Short exercise A
List the players who appear with a seat number in the poker text, along with their chip counts.
Short exercise B
Please copy the poker text from "SEAT 6:      Andy" down to "a standing ovation.", swapping "standing ovation" for "warm round of applause".

SEAT 3:      Lou Esposito                            20,500

SEAT 4:      Bruce F. MacGregor                 123,500

SEAT 5:      Nic “the Greek” Gellepis           65,000

SEAT 6:      Andy Philachack                       35,000

SEAT 7:      Lenny Pruzansky                      174,000

SEAT 8:      David Fox                                324,000      

SEAT 9:      Josh Arieh                                510,000

 

9th Place – Play was fast from the opening deal.  Just five minutes into play, Lou Esposito was desperately low on chips.  He was forced to play a weak hand as the blinds and antes gobbled away at his stack.  Esposito tried to steal the blinds from the button holding 7-5 suited.  He lost the key hand and thus made an uncharacteristic early exit.  The 2007 Bayou Poker champion collected $15,300 for ninth place as the crowd gave the departed a standing ovation.

 

8th Place – Moments later, Philip Sparta went out.  He moved all-in with A-Q.  His 57,000 raise was called by Lenny Pruzansky, holding pocket threes.  The classic “race” (two overcards versus an underpair) was won by Pruzansky as neither an ace nor a queen fell.  Philip Sparta, who was the youngest player at the final table, ended up as the eighth-place finisher.  The 23-year-old poker pro from Northern Virginia received $22,950.

Supplied records
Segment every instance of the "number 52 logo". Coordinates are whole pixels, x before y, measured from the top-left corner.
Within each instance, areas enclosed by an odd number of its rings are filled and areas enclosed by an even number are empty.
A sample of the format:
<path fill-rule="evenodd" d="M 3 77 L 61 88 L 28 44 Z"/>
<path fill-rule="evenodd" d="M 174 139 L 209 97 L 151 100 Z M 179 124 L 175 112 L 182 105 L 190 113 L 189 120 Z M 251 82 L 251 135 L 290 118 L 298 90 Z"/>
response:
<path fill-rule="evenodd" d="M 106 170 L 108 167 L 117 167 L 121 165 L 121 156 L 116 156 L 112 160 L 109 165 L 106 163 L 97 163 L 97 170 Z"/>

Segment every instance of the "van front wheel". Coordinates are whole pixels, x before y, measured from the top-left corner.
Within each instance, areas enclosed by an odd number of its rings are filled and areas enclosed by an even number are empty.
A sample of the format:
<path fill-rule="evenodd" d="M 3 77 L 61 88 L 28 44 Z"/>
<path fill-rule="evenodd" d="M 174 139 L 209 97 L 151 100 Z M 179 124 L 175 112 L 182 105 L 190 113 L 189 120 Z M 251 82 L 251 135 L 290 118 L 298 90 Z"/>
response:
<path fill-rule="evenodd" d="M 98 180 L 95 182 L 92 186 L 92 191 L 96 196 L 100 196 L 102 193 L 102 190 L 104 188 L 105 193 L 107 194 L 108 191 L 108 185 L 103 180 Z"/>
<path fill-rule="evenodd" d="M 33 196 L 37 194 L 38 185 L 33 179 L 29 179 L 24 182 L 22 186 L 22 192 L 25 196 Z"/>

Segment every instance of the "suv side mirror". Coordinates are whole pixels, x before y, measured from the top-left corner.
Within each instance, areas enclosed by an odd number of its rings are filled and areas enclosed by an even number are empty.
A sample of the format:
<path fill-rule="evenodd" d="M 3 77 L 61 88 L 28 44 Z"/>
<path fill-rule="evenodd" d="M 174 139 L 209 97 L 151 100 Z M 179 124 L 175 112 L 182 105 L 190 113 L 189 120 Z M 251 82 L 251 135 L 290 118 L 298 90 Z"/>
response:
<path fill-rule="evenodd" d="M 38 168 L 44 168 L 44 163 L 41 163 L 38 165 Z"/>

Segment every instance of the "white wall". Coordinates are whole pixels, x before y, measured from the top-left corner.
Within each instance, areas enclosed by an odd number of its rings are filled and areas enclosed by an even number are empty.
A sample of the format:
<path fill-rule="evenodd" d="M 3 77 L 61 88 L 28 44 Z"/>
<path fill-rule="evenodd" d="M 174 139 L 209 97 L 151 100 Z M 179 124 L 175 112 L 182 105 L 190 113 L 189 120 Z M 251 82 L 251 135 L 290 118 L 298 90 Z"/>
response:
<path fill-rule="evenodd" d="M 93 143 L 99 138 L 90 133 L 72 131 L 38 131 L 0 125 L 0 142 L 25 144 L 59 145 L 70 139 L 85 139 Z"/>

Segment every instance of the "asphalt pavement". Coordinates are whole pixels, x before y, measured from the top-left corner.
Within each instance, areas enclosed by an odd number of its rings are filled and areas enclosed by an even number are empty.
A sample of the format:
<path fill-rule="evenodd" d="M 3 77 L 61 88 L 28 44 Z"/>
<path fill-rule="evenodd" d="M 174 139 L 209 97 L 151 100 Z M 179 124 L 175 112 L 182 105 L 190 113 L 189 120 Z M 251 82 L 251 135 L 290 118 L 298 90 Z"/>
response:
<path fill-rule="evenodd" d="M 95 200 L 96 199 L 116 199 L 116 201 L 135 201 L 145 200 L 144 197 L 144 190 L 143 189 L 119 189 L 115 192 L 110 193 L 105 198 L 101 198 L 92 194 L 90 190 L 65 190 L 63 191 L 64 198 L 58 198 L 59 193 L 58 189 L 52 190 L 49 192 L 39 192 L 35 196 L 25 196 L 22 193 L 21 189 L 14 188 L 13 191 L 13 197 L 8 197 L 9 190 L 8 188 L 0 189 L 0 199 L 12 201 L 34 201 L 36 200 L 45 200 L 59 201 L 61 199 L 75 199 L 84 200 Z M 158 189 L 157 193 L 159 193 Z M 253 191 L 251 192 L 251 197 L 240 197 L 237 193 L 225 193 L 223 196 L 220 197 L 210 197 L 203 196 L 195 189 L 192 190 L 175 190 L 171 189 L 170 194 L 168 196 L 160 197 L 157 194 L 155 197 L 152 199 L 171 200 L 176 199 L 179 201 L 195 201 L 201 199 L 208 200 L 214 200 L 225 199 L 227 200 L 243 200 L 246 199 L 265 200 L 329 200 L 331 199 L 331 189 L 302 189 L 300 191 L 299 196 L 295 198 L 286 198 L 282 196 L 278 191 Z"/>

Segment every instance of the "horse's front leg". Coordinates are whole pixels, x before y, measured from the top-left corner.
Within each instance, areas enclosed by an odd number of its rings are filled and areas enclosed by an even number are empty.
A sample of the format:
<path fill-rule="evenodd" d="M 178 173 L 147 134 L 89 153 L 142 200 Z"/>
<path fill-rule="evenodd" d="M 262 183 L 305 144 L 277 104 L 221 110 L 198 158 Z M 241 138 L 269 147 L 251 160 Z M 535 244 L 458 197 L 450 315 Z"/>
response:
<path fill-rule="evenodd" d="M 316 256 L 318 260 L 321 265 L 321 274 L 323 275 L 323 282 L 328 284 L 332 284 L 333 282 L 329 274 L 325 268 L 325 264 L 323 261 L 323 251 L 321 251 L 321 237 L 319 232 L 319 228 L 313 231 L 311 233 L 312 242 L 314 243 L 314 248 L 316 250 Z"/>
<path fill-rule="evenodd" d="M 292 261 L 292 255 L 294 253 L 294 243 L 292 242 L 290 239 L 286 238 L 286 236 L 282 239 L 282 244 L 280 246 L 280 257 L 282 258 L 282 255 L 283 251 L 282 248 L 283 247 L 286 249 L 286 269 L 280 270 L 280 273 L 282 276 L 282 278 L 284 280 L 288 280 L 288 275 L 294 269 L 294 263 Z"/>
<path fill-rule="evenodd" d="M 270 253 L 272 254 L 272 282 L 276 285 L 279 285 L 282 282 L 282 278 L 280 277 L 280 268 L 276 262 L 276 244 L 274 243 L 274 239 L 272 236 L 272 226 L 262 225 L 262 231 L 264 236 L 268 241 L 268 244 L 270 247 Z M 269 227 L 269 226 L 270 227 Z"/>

Worked answer A
- Lou Esposito: 20,500
- Bruce F. MacGregor: 123,500
- Nic "the Greek" Gellepis: 65,000
- Andy Philachack: 35,000
- Lenny Pruzansky: 174,000
- David Fox: 324,000
- Josh Arieh: 510,000

Worked answer B
SEAT 6:      Andy Philachack                       35,000

SEAT 7:      Lenny Pruzansky                      174,000

SEAT 8:      David Fox                                324,000      

SEAT 9:      Josh Arieh                                510,000

 

9th Place – Play was fast from the opening deal.  Just five minutes into play, Lou Esposito was desperately low on chips.  He was forced to play a weak hand as the blinds and antes gobbled away at his stack.  Esposito tried to steal the blinds from the button holding 7-5 suited.  He lost the key hand and thus made an uncharacteristic early exit.  The 2007 Bayou Poker champion collected $15,300 for ninth place as the crowd gave the departed a warm round of applause.